%%

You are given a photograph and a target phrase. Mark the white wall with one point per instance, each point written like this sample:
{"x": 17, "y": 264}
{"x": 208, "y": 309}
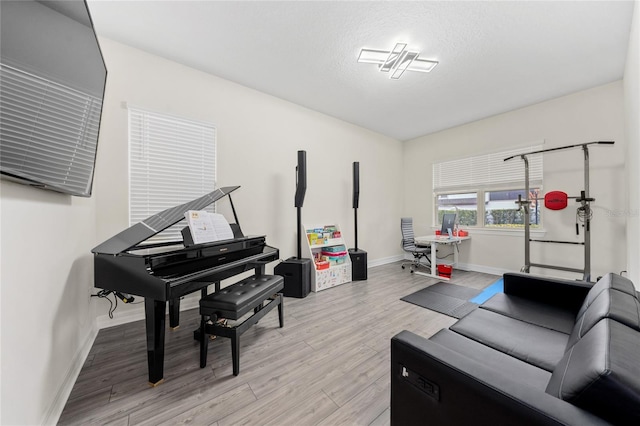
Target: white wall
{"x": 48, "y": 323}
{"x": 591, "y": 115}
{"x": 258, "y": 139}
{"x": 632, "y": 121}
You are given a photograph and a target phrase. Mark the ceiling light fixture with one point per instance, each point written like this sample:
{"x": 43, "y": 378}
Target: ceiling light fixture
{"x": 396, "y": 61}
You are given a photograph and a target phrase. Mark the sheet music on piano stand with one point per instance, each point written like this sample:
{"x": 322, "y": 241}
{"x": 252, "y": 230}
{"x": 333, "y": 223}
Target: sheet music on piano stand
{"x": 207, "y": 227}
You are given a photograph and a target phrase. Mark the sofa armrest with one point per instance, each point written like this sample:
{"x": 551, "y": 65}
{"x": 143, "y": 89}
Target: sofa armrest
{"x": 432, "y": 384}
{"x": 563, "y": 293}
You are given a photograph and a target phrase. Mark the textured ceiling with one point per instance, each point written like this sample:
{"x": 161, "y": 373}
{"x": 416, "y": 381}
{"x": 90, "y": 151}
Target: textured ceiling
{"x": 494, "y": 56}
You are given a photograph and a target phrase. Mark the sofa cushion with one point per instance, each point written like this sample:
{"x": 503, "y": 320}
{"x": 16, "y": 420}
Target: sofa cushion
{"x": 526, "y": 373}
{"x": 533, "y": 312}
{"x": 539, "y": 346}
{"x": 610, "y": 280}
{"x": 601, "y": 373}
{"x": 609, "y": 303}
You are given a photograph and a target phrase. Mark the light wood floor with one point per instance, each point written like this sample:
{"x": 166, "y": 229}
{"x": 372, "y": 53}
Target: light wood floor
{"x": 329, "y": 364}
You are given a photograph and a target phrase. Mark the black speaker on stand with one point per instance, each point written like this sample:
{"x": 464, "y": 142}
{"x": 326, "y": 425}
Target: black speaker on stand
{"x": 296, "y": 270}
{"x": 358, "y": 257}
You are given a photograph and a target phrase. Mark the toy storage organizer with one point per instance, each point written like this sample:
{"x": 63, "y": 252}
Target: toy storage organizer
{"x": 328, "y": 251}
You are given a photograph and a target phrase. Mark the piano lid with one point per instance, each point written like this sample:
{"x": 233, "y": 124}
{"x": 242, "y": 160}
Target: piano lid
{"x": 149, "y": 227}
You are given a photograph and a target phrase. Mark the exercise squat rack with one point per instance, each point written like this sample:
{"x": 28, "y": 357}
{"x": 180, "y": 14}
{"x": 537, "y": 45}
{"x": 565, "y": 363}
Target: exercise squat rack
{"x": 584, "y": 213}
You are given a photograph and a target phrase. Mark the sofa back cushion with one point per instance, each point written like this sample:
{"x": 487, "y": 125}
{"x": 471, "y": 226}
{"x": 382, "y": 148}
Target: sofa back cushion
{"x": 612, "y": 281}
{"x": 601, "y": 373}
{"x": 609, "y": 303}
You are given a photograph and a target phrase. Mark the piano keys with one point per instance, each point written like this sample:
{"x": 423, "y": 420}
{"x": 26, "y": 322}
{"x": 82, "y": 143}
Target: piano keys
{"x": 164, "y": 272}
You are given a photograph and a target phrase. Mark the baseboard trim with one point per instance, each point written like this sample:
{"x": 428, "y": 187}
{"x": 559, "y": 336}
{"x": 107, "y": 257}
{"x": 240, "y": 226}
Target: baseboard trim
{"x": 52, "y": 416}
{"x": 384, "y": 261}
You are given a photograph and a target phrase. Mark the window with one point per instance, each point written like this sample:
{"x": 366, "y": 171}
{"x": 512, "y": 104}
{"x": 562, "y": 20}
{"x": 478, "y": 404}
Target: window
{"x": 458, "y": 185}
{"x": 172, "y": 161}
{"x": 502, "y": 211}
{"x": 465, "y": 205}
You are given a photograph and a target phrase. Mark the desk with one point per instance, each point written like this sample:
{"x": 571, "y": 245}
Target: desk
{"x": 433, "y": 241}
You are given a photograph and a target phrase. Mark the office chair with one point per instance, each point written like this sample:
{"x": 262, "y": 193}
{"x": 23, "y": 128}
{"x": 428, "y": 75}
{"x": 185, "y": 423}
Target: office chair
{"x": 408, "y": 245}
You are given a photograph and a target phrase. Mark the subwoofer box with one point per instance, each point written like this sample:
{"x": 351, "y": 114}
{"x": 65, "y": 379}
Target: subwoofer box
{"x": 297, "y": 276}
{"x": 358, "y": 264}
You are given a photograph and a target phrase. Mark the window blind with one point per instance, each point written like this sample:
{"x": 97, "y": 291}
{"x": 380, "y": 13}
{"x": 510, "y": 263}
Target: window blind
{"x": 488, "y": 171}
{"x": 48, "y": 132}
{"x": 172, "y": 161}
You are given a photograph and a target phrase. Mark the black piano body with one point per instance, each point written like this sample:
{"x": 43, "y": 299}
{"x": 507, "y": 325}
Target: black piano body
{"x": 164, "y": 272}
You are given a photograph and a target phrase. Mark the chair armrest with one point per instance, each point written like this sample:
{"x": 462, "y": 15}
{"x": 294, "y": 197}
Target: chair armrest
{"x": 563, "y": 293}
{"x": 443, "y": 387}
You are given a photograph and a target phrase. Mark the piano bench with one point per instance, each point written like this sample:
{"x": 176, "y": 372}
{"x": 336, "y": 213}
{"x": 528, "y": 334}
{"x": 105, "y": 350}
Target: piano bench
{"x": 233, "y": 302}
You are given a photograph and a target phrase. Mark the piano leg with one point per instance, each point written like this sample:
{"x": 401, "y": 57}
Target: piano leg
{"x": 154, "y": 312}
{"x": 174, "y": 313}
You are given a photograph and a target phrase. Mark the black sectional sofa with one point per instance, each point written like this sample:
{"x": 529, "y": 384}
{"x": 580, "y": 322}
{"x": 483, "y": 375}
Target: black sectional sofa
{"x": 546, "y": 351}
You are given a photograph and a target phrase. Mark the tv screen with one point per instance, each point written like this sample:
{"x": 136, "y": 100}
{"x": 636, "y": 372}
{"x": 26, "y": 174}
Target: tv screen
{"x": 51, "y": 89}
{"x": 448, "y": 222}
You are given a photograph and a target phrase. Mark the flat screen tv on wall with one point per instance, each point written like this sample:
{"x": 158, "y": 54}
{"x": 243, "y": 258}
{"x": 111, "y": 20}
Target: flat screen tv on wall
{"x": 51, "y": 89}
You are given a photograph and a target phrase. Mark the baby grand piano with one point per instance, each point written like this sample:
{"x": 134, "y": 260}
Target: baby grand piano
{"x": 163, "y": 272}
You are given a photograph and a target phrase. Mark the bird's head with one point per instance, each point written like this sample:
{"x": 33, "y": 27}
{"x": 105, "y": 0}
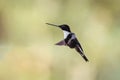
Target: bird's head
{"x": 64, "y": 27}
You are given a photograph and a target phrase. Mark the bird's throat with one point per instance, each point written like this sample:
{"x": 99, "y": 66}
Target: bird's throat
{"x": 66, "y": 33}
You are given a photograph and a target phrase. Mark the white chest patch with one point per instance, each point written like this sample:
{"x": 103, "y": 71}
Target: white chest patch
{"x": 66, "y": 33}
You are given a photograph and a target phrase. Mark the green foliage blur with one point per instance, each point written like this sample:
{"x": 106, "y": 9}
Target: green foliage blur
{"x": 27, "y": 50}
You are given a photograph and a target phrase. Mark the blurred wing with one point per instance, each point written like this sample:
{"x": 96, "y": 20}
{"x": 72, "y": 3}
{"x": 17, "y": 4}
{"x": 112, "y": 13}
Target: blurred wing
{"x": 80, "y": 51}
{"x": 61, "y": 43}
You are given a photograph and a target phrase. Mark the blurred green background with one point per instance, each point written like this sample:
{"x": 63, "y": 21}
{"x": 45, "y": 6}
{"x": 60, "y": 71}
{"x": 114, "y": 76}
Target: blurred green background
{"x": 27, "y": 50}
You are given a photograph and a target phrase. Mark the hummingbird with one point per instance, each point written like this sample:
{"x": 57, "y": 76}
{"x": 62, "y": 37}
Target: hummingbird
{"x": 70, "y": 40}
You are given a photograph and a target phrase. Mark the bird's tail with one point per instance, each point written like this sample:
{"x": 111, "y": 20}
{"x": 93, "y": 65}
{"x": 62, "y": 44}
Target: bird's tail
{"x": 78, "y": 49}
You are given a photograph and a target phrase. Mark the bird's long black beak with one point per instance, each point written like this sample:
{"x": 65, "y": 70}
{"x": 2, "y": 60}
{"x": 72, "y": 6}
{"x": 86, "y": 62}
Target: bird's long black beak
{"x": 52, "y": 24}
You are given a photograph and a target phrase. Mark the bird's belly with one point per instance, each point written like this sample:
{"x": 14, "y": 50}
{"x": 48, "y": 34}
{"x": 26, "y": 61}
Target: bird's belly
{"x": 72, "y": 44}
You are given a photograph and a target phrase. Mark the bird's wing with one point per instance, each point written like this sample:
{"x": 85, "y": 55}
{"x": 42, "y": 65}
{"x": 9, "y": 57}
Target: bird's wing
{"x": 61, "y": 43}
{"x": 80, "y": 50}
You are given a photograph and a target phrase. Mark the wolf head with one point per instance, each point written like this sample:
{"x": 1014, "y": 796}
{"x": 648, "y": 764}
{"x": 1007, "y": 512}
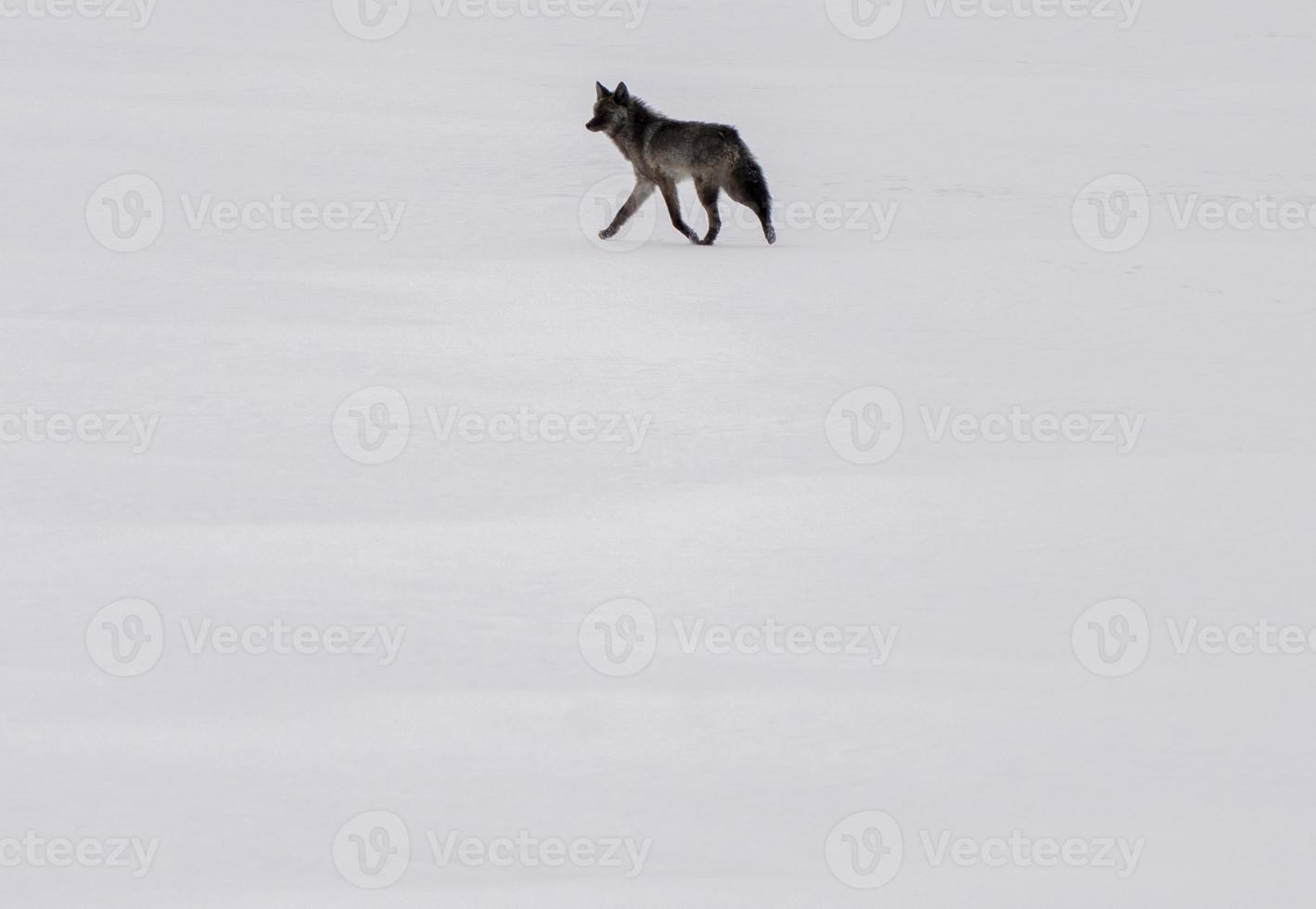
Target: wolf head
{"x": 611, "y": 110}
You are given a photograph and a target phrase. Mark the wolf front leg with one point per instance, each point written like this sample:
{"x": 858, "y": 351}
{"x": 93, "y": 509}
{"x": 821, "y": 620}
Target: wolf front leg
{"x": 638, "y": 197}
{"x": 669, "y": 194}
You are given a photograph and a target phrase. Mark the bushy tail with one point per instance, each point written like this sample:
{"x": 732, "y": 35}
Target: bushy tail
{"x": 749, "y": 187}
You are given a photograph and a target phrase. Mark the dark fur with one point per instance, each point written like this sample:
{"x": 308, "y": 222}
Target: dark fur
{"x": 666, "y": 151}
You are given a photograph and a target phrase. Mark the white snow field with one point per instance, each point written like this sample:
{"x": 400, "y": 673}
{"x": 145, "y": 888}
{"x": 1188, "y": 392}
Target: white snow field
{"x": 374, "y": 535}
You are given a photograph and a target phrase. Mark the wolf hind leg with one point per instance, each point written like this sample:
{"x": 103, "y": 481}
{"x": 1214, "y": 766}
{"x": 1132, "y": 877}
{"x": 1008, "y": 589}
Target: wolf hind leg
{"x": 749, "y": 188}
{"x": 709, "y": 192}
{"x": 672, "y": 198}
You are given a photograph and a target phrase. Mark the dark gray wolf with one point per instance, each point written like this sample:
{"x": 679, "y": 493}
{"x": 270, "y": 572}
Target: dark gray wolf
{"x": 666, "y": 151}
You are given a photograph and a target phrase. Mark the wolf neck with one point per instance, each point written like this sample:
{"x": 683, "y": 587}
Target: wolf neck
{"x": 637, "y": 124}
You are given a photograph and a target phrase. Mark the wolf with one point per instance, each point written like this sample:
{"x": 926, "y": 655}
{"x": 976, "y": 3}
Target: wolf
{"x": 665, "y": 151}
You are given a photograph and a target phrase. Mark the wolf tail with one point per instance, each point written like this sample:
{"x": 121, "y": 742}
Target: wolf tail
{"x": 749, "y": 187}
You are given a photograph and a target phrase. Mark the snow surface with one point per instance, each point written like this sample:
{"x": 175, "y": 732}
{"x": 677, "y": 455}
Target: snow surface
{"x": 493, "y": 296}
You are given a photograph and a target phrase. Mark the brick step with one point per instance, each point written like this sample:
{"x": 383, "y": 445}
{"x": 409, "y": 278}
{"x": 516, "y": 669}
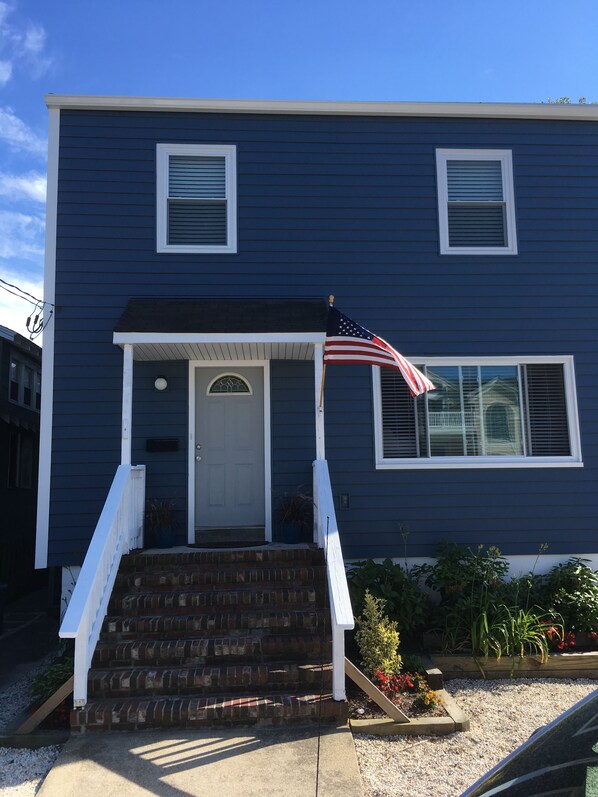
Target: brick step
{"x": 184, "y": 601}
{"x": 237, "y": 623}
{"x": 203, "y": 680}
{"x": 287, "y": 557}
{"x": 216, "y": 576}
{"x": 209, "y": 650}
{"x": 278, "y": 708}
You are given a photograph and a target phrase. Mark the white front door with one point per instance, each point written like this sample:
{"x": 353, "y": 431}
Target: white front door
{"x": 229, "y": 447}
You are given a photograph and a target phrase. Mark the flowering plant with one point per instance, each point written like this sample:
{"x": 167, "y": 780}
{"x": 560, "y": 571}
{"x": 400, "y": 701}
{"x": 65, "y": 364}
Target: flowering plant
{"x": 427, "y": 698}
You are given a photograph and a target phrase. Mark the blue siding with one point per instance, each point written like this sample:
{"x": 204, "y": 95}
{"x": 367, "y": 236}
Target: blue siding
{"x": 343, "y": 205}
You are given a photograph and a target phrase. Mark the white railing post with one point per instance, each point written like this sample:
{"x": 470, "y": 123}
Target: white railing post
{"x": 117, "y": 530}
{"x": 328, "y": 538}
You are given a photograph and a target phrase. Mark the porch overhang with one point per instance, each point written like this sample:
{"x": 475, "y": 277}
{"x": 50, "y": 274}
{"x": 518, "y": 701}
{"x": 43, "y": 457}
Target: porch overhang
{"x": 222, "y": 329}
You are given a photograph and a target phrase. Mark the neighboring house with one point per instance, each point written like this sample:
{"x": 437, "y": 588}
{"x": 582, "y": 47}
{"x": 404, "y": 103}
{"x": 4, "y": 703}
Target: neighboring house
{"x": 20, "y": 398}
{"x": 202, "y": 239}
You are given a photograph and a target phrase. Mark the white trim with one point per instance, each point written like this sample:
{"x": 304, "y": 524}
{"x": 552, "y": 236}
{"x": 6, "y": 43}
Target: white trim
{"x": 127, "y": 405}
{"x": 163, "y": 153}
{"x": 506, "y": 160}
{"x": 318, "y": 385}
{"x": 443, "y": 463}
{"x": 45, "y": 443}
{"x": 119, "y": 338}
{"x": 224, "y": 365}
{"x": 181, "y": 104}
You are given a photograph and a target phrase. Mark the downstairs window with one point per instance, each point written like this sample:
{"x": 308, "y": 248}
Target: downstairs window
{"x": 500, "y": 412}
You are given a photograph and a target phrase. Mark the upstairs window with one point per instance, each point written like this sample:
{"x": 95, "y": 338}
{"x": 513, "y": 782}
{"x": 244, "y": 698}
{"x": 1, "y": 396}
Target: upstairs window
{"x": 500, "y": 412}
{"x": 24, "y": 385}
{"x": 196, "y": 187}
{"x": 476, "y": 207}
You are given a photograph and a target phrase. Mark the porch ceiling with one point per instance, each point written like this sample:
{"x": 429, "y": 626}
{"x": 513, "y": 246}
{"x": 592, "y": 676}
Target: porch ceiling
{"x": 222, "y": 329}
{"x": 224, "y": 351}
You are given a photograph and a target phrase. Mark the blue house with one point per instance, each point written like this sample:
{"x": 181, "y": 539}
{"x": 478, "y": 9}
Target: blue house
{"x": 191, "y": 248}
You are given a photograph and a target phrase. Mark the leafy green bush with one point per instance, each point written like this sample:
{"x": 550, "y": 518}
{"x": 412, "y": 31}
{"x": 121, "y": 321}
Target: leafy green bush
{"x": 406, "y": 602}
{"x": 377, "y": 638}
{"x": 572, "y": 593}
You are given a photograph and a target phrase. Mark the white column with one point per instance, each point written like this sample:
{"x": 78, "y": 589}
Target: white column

%%

> _Problem statement_
Work out the number of lines in the records containing the word "column". Write only that number.

> _Response area_
2